Your instructions ▸ The lines to transcribe begin with the one containing "of the grass" and end with the last line below; reproduce them exactly, without the pictures.

□ □ □

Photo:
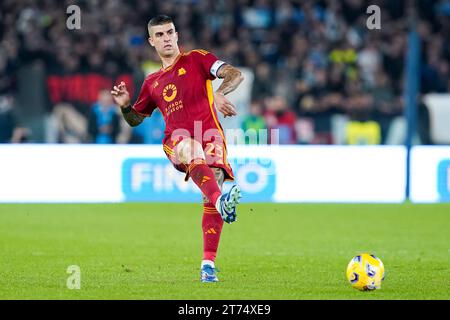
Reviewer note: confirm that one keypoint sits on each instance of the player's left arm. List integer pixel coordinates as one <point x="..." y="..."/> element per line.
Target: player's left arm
<point x="232" y="77"/>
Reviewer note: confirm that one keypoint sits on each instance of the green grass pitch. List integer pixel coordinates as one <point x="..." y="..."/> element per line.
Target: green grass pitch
<point x="273" y="251"/>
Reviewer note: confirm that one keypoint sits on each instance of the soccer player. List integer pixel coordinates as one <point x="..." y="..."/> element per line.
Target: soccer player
<point x="194" y="141"/>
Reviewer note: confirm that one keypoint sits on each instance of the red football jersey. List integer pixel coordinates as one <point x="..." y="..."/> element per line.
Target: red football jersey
<point x="183" y="92"/>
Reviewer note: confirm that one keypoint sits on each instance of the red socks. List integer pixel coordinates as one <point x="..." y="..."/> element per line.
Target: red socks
<point x="212" y="227"/>
<point x="203" y="177"/>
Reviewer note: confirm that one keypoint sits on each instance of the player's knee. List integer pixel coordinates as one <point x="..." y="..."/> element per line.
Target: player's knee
<point x="189" y="149"/>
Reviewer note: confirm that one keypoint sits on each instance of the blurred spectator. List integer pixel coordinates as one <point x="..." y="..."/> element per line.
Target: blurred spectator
<point x="70" y="126"/>
<point x="280" y="118"/>
<point x="10" y="132"/>
<point x="104" y="121"/>
<point x="254" y="122"/>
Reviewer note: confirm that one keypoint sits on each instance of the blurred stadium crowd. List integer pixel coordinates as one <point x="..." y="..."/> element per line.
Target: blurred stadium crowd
<point x="321" y="76"/>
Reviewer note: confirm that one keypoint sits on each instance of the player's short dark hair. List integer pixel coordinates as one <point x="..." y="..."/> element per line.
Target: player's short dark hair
<point x="159" y="20"/>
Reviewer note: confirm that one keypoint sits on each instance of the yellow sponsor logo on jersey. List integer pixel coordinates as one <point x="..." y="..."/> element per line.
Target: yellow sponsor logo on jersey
<point x="169" y="92"/>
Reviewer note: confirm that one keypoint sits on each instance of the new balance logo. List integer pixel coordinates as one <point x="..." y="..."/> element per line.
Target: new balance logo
<point x="211" y="231"/>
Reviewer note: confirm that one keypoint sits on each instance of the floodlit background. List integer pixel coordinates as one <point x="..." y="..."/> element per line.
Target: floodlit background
<point x="361" y="162"/>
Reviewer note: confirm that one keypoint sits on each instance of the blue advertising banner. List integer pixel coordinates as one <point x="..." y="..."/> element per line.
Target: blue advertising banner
<point x="155" y="179"/>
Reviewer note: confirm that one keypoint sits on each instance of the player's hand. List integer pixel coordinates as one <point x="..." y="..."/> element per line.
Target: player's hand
<point x="121" y="95"/>
<point x="224" y="105"/>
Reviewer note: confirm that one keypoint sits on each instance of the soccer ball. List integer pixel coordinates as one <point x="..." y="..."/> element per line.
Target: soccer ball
<point x="365" y="272"/>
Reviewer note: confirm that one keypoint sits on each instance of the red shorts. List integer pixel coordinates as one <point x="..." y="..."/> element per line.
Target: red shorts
<point x="215" y="156"/>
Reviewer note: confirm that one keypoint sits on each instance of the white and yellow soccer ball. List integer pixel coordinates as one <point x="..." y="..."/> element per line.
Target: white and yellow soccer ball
<point x="365" y="272"/>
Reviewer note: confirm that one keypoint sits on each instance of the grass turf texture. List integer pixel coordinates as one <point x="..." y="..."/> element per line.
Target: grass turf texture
<point x="273" y="251"/>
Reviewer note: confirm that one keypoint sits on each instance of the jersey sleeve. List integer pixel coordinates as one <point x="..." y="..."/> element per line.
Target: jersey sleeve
<point x="209" y="63"/>
<point x="144" y="104"/>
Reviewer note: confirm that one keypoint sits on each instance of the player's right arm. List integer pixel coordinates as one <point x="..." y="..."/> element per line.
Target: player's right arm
<point x="122" y="98"/>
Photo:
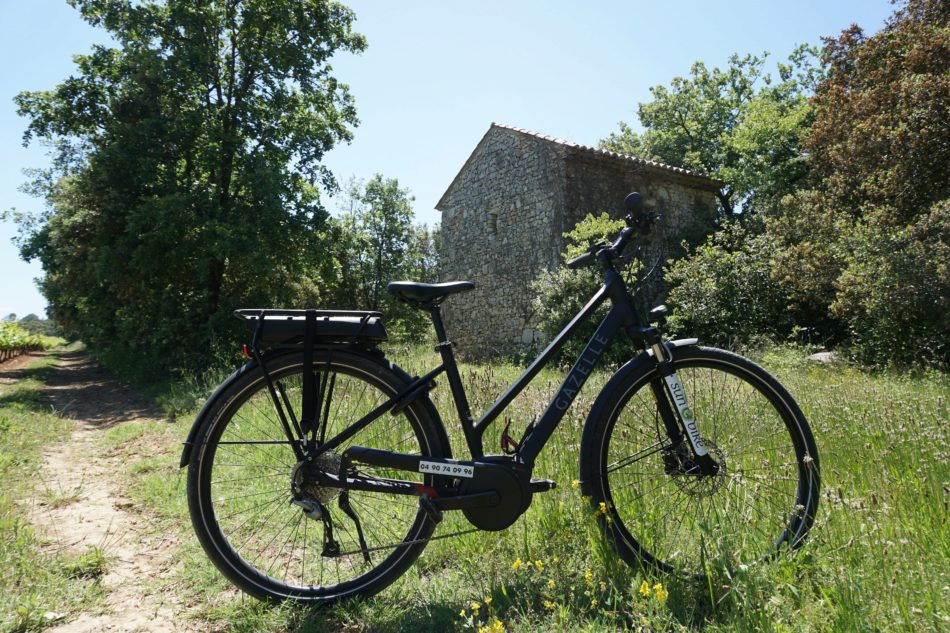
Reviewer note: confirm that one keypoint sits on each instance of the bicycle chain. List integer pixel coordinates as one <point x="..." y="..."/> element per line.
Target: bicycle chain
<point x="403" y="543"/>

□ □ □

Correct result ▸
Reviewer note: confirm that one keypoint sits on each instance of the grass turf texture. List integer pixel coordinates as one <point x="..." y="..."/> element per line.
Target: grass turf texture
<point x="273" y="251"/>
Reviewer note: confirm that one keypoint sits on each instance of the jersey sleeve. List integer pixel coordinates as one <point x="..." y="..."/> element per line.
Target: jersey sleeve
<point x="209" y="63"/>
<point x="144" y="104"/>
Reviewer note: confirm that one keypoint sits on each instance of the player's right arm. List integer pixel coordinates as one <point x="..." y="..."/> element per line.
Target: player's right arm
<point x="122" y="98"/>
Photo:
Reviewer note: confirm that one keypoint sits on each instance of the bicycle chain. List integer pixel coordinates as one <point x="..." y="..."/> element per line.
Target: bicycle chain
<point x="403" y="543"/>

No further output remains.